Find the line containing "Practice step: locate the thin" in the data below, then output that line and each one after it exactly, with nothing else.

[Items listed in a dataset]
•••••

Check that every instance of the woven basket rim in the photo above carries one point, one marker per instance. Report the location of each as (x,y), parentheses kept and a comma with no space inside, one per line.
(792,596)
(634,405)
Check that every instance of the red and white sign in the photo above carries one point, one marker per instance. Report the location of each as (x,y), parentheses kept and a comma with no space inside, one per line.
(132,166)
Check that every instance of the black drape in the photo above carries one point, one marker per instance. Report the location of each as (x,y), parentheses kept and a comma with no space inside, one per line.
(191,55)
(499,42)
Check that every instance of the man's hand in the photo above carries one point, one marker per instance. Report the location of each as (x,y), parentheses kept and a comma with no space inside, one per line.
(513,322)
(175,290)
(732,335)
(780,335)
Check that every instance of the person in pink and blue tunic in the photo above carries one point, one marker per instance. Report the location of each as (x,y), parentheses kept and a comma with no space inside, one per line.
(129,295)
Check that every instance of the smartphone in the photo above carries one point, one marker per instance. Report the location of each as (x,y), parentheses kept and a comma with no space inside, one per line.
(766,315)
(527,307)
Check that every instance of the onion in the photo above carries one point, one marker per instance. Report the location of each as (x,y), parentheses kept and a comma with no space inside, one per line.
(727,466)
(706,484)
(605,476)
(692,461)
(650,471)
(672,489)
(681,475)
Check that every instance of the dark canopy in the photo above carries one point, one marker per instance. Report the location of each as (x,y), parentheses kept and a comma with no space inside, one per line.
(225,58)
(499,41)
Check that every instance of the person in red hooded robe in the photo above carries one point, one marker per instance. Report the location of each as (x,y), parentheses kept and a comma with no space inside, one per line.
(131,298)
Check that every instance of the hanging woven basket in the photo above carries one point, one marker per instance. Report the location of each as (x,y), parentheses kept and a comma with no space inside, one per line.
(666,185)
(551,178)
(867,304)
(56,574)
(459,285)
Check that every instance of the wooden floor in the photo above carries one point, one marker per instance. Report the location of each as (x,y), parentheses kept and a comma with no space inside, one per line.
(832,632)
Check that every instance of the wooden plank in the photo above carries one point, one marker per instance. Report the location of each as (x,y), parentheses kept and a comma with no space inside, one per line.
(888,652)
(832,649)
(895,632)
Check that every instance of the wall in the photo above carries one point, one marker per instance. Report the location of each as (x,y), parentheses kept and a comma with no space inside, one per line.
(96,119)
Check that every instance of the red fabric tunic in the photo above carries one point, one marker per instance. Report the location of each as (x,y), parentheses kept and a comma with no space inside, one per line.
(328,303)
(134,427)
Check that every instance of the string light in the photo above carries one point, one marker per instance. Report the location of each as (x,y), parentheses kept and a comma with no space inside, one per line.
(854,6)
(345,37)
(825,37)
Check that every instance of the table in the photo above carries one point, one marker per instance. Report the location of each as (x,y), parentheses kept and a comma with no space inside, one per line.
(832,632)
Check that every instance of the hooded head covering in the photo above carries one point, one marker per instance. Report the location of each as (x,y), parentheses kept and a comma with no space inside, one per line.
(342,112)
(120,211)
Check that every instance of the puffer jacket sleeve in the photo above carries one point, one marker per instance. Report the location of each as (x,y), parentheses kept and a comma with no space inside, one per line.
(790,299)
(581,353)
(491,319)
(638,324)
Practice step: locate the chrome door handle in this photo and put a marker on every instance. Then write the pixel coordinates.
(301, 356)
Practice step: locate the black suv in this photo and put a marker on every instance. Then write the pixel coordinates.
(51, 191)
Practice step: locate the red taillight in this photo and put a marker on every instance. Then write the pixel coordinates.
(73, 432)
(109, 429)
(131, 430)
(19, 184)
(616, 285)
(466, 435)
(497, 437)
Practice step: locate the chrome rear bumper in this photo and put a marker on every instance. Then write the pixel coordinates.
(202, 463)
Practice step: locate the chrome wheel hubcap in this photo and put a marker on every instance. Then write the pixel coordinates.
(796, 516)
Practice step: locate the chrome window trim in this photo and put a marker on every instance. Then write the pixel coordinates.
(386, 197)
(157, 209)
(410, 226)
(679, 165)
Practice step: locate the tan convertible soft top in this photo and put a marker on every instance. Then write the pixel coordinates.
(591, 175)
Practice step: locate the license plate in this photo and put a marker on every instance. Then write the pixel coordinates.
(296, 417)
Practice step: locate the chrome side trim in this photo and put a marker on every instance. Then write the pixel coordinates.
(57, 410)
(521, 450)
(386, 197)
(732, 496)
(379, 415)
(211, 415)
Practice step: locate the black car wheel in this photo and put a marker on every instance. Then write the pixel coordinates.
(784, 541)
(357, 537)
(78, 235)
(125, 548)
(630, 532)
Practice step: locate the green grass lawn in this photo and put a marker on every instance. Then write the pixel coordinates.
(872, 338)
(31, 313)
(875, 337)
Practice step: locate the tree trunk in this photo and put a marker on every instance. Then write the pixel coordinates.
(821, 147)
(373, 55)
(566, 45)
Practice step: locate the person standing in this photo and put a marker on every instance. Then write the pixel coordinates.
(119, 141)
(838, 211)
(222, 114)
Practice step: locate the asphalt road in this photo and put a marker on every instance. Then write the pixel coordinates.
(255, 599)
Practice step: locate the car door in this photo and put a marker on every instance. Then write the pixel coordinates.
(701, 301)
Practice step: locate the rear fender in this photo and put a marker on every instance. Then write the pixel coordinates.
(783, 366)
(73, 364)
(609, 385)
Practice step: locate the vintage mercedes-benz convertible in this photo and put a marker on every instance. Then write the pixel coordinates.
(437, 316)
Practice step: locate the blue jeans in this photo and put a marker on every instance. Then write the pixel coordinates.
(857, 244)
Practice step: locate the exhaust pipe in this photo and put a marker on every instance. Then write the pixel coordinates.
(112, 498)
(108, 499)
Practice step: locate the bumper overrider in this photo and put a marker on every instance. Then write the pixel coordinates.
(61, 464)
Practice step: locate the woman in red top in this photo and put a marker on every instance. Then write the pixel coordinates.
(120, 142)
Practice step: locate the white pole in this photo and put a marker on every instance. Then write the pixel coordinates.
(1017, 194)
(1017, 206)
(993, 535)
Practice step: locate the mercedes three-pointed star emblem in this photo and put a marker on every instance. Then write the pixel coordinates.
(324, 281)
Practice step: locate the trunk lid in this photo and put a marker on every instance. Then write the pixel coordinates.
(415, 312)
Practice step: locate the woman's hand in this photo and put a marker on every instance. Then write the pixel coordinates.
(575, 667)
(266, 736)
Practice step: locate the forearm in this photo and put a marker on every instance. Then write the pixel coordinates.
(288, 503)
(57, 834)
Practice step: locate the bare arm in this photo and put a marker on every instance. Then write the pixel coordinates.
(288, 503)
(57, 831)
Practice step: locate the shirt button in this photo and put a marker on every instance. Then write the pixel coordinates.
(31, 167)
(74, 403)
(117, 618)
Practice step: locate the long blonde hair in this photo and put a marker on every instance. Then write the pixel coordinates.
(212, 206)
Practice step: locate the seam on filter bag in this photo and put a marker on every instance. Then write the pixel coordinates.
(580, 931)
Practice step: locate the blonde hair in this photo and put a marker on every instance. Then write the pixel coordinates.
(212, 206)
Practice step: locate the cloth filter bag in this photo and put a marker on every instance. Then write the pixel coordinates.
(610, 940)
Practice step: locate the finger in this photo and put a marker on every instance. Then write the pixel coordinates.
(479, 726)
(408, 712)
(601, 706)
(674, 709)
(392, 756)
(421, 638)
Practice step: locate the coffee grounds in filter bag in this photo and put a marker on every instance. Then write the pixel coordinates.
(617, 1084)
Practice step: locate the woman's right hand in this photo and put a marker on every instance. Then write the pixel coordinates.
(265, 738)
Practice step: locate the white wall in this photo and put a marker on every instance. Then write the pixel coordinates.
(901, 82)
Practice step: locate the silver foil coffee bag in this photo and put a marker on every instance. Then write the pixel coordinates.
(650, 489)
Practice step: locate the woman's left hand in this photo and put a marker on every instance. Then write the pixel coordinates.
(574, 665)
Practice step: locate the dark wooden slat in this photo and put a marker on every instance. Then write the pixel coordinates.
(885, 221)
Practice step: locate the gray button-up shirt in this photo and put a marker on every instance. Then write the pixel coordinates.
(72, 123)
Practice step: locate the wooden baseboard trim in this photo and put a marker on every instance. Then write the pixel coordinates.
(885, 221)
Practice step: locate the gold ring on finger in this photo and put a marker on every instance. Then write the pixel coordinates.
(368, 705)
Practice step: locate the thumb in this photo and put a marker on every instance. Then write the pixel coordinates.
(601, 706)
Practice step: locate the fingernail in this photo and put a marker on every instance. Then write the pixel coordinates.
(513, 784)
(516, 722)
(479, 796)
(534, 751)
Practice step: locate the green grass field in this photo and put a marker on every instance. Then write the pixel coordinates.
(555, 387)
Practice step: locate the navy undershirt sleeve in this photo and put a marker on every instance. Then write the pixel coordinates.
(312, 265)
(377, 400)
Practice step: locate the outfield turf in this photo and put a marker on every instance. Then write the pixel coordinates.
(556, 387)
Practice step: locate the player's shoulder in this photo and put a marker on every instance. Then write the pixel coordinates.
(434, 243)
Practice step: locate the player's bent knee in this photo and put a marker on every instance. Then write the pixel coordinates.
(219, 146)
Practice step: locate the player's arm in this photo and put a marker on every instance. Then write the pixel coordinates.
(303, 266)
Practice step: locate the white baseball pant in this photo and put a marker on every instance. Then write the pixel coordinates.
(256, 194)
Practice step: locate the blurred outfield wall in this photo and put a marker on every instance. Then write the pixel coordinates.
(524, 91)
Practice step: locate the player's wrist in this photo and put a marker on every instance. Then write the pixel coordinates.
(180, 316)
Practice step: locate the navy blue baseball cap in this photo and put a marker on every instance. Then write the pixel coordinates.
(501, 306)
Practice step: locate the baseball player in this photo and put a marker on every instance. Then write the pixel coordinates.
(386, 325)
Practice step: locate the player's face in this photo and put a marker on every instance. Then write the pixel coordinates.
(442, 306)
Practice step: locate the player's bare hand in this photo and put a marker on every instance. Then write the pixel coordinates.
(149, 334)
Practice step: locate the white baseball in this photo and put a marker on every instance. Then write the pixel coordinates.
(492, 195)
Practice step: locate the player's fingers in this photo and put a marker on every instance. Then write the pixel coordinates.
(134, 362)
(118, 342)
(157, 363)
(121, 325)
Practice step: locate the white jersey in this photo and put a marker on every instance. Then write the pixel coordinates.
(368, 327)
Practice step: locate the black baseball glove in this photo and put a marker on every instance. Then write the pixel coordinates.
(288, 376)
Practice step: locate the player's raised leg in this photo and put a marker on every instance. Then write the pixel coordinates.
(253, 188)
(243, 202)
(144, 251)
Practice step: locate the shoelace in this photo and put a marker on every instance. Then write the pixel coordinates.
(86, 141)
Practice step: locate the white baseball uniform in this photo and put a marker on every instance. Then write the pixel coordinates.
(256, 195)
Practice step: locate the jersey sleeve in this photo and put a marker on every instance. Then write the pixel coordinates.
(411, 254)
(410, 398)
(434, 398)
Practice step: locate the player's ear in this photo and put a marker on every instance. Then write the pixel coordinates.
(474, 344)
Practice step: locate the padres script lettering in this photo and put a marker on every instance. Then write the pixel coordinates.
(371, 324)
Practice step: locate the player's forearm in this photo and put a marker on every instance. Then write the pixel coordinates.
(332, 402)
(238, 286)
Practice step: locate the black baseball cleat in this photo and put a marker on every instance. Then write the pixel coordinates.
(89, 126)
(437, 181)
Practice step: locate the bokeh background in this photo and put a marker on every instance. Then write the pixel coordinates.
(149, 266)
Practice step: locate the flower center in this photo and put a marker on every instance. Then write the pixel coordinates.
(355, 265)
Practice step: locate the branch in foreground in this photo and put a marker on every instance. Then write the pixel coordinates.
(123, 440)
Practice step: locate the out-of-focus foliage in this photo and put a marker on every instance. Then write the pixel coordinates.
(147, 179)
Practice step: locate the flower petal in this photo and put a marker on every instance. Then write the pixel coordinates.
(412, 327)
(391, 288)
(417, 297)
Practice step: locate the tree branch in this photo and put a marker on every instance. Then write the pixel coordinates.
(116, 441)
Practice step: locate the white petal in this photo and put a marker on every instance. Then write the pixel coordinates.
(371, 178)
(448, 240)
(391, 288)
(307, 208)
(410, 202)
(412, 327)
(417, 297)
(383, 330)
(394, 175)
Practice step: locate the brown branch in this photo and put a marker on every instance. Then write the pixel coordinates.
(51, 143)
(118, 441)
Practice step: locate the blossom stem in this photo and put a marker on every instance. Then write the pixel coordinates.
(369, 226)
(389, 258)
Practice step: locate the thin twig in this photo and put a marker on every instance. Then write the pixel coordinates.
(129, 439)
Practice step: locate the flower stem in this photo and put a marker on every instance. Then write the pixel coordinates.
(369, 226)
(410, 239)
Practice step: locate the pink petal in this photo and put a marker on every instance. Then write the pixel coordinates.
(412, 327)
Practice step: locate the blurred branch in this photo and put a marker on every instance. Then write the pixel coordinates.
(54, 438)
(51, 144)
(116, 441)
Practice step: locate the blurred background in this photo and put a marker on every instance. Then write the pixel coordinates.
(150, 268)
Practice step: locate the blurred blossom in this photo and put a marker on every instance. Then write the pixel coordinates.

•••••

**Result for this task:**
Practice step: locate the thin twig in this photo and put a marker on every instance. Then write the pixel coordinates.
(129, 439)
Practice step: locate the flower stem in this photo and put a marker on every instance. Then write the pixel coordinates.
(369, 226)
(410, 239)
Practice step: locate the pink petal in this photo and put a marker on every instance. Then write the pixel coordinates.
(412, 327)
Practice step: locate the blurred branch in this photo and put a marker on every instance. Then write the pixel coordinates.
(54, 438)
(51, 144)
(116, 441)
Practice step: locate the blurred background in this photo and put a marker on every instance. Then write the pixel coordinates.
(150, 268)
Practice step: locate the blurred blossom in this photo and put a marker on every instance. Then write the pixel coordinates.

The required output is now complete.